Tujuan Tugas
Tulis ulang teks tentang pendekatan psikolinguistik dari "Pembahasan mengenai pendekatan" sampai "treatment-nya (Sellin, 1979).", dengan mengganti "siswa" menjadi "peserta didik".

___ Teks yang Diberikan

Pembahasan mengenai pendekatan psikolinguistik tidak dapat dipisahkan dari pembahasan tentang Illinois Test of Psycholinguistic Abilities (ITPA), yang dikembangkan oleh Kirk dan McCarthy (1961). ITPA dimaksudkan untuk menciptakan instrumen yang dapat membedakan berbagai tingkat kemampuan dalam kinerja bahasa (language performance), sehingga dapat menampilkan profil tentang bidang-bidang kekuatan siswa dan peningkatan hasil belajarnya dalam bidang-bidang itu, sehingga prosedur pelatihan yang spesifik dapat diimplementasikan terhadap bidang-bidang yang masih bermasalah. Para ahli sepakat dengan maksud tersebut, tetapi sejumlah ahli masih mempertanyakan validitas instrumen pengukuran dan prosedur treatment-nya (Sellin, 1979).

______
___ Data yang Disediakan

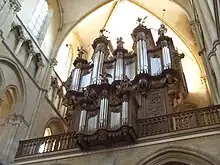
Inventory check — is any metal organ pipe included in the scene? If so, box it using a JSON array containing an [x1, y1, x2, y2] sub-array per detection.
[[79, 110, 87, 132], [122, 101, 128, 125], [162, 46, 171, 69], [71, 68, 81, 90], [99, 98, 108, 128], [91, 51, 104, 84], [137, 41, 141, 74], [142, 40, 148, 73], [137, 40, 148, 73], [115, 58, 123, 80]]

______

Jawaban Latihan
Pembahasan mengenai pendekatan psikolinguistik tidak dapat dipisahkan dari pembahasan tentang Illinois Test of Psycholinguistic Abilities (ITPA), yang dikembangkan oleh Kirk dan McCarthy (1961). ITPA dimaksudkan untuk menciptakan instrumen yang dapat membedakan berbagai tingkat kemampuan dalam kinerja bahasa (language performance), sehingga dapat menampilkan profil tentang bidang-bidang kekuatan peserta didik dan peningkatan hasil belajarnya dalam bidang-bidang itu, sehingga prosedur pelatihan yang spesifik dapat diimplementasikan terhadap bidang-bidang yang masih bermasalah. Para ahli sepakat dengan maksud tersebut, tetapi sejumlah ahli masih mempertanyakan validitas instrumen pengukuran dan prosedur treatment-nya (Sellin, 1979).